[Image location labeling entries]

■ ■ ■ ■

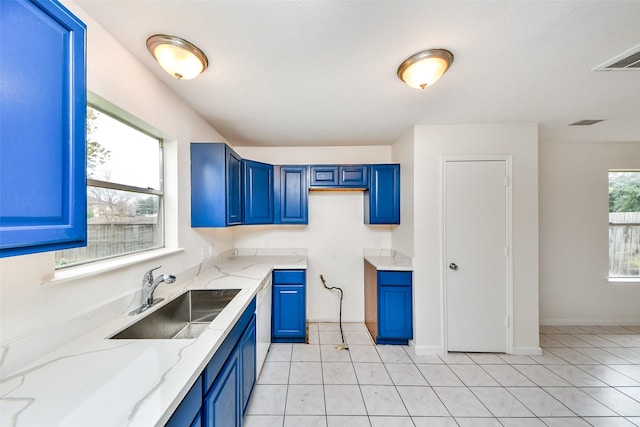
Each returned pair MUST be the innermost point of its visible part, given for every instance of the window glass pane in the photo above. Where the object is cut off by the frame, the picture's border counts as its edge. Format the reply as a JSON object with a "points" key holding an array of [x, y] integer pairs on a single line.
{"points": [[123, 216], [118, 153], [624, 223], [119, 222]]}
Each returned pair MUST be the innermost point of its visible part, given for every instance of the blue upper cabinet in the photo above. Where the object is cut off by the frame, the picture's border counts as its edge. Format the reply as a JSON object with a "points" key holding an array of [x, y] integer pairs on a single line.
{"points": [[339, 176], [353, 176], [382, 201], [216, 185], [291, 195], [43, 199], [258, 192]]}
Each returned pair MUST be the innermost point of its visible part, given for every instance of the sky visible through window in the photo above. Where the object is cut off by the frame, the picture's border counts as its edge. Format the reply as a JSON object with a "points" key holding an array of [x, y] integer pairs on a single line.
{"points": [[134, 162]]}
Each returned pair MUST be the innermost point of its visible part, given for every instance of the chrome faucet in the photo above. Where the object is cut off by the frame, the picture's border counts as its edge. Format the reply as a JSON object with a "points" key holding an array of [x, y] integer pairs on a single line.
{"points": [[149, 285]]}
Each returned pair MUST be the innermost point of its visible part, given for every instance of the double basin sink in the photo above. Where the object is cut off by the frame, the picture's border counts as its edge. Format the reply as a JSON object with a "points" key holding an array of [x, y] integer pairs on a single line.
{"points": [[185, 317]]}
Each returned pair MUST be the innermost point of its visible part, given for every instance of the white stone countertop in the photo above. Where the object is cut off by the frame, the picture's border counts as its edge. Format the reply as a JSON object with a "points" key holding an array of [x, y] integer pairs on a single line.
{"points": [[94, 381], [388, 260]]}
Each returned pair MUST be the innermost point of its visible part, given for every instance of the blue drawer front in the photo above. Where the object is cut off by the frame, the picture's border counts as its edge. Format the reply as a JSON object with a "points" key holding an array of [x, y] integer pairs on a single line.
{"points": [[288, 277], [401, 278]]}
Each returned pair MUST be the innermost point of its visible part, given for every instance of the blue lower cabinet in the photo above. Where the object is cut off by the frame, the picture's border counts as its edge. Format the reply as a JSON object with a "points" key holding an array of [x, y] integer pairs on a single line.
{"points": [[222, 402], [289, 306], [247, 354], [189, 410], [395, 314], [220, 395]]}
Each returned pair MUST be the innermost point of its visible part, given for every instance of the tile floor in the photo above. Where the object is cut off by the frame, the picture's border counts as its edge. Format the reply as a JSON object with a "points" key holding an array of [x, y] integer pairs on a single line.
{"points": [[586, 376]]}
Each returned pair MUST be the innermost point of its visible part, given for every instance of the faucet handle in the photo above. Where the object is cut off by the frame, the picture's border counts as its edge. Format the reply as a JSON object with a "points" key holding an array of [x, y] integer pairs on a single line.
{"points": [[149, 274]]}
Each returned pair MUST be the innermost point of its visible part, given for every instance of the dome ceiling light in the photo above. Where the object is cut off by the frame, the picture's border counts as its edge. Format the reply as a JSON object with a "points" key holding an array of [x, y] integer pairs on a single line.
{"points": [[177, 56], [425, 68]]}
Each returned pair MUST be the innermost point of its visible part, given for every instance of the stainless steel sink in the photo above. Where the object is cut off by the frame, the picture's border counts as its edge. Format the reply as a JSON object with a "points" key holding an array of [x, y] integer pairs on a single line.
{"points": [[185, 317]]}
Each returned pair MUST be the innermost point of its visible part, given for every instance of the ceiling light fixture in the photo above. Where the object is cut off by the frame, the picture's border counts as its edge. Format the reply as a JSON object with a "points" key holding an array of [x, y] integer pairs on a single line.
{"points": [[177, 56], [425, 68]]}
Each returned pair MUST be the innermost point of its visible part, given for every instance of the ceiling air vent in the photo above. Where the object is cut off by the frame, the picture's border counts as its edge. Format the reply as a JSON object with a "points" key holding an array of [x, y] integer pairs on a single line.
{"points": [[629, 60], [587, 122]]}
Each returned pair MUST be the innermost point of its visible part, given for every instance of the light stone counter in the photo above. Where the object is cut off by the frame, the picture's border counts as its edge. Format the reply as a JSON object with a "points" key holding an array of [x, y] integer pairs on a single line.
{"points": [[94, 381], [388, 260]]}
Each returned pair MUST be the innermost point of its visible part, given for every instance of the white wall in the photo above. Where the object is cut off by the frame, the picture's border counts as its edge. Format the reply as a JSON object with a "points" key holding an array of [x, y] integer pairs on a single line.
{"points": [[336, 233], [28, 306], [430, 144], [574, 203]]}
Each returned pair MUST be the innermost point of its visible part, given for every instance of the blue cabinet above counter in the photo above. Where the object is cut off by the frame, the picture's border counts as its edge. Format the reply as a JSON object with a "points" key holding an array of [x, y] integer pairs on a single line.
{"points": [[43, 110], [339, 176], [268, 194]]}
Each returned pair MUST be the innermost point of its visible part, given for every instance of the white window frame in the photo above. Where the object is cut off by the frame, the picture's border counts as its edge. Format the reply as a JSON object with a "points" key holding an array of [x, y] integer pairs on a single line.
{"points": [[615, 278]]}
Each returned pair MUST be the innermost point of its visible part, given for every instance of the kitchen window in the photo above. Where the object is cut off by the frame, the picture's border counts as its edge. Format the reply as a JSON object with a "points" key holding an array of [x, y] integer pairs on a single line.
{"points": [[624, 224], [124, 191]]}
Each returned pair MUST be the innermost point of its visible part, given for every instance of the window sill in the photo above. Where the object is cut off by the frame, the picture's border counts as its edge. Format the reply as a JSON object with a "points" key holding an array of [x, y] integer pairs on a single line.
{"points": [[95, 268], [624, 280]]}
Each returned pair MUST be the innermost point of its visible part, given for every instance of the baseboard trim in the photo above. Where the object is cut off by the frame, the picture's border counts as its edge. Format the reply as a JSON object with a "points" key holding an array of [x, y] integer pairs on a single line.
{"points": [[527, 351], [589, 322]]}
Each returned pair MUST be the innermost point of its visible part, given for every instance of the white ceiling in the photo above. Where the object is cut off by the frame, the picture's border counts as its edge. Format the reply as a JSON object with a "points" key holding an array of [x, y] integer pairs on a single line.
{"points": [[295, 73]]}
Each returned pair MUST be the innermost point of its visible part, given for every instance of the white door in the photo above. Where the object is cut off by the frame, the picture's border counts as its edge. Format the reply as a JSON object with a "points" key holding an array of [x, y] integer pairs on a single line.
{"points": [[476, 214]]}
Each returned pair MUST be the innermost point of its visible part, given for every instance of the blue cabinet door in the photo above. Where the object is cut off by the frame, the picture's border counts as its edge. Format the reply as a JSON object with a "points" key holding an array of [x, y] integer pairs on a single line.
{"points": [[339, 176], [258, 192], [292, 195], [188, 412], [247, 352], [43, 199], [222, 402], [395, 313], [353, 176], [234, 187], [323, 175], [216, 184], [289, 306], [382, 201]]}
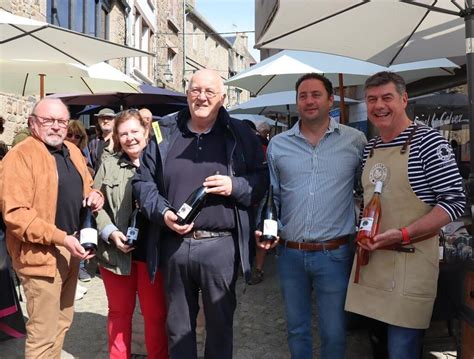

■ ■ ■ ■

→ Directions
List each line of the records that contains the string "glass". Only matches with the same capitalization count.

→ Finished answer
Each returned pair MUST be the innermost point of its visible part, given for every instance of the window glass pane in the photo above. Where the object is cut off by the frame, the picture's border counts as its edge. Format the reply as a JSON object with a "points" key holding an array of [x, y] integer pairs on a single line.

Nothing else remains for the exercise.